Passage:
Or, depuis 2005, l'industrie lourde européenne bénéficie de quotas gratuits d'émissions de CO2 dans le cadre du marché européen d'échange de droits à polluer (ETS), afin de ne pas la pénaliser dans un environnement international fortement concurrentiel. Ce qui a « offert aux industries émettrices la possibilité d'éviter les efforts de décarbonation attendus, tout en devenant un objet de spéculation », dénonce le RAC. Il y a quelques semaines, Le Monde révélait d'ailleurs qu'ArcelorMittal aurait dégagé de cette spéculation un bénéfice de 1,9 milliard d'euros entre 2005 et 2019.
Action européenne
Il n'empêche, ces allocations aujourd'hui gracieusement distribuées aux industriels sont vouées à disparaître progressivement, en raison de la mise en place d'un mécanisme d'ajustement carbone aux frontières de l'UE (MACF). Le principe : soumettre les importateurs aux mêmes exigences environnementales que les entreprises européennes dans certains secteurs très émetteurs (ciment, acier, engrais, électricité, et aluminium notamment), en contrepartie de la suppression des quotas gratuits d'ici à 2034.
« On va demander à la sidérurgie d'envisager des investissements plus élevés que jamais dans l'histoire, afin de révolutionner un processus de fabrication de l'acier qui n'a pas bougé depuis 3.000 ans...Et, en même temps, de payer des sommes colossales via l'ETS à cause de leurs émissions massives de CO2 ! », alerte Vincent Charlet, directeur exécutif du think tank La Fabrique de l'Industrie.

Données sources:
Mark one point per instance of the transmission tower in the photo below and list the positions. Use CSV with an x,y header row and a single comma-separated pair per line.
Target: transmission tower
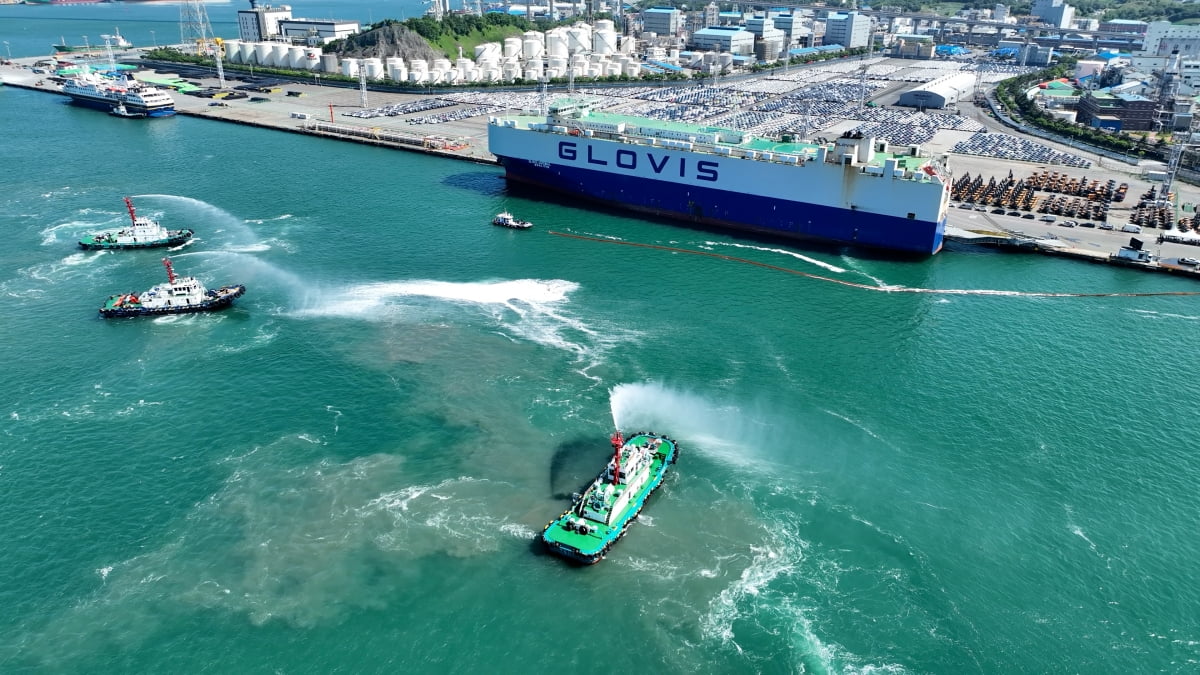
x,y
193,27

Consigne: Retapez intégralement le passage sur les quotas gratuits d'émissions de CO2, sans en modifier un seul mot.

Réponse attendue:
Or, depuis 2005, l'industrie lourde européenne bénéficie de quotas gratuits d'émissions de CO2 dans le cadre du marché européen d'échange de droits à polluer (ETS), afin de ne pas la pénaliser dans un environnement international fortement concurrentiel. Ce qui a « offert aux industries émettrices la possibilité d'éviter les efforts de décarbonation attendus, tout en devenant un objet de spéculation », dénonce le RAC. Il y a quelques semaines, Le Monde révélait d'ailleurs qu'ArcelorMittal aurait dégagé de cette spéculation un bénéfice de 1,9 milliard d'euros entre 2005 et 2019.
Action européenne
Il n'empêche, ces allocations aujourd'hui gracieusement distribuées aux industriels sont vouées à disparaître progressivement, en raison de la mise en place d'un mécanisme d'ajustement carbone aux frontières de l'UE (MACF). Le principe : soumettre les importateurs aux mêmes exigences environnementales que les entreprises européennes dans certains secteurs très émetteurs (ciment, acier, engrais, électricité, et aluminium notamment), en contrepartie de la suppression des quotas gratuits d'ici à 2034.
« On va demander à la sidérurgie d'envisager des investissements plus élevés que jamais dans l'histoire, afin de révolutionner un processus de fabrication de l'acier qui n'a pas bougé depuis 3.000 ans...Et, en même temps, de payer des sommes colossales via l'ETS à cause de leurs émissions massives de CO2 ! », alerte Vincent Charlet, directeur exécutif du think tank La Fabrique de l'Industrie.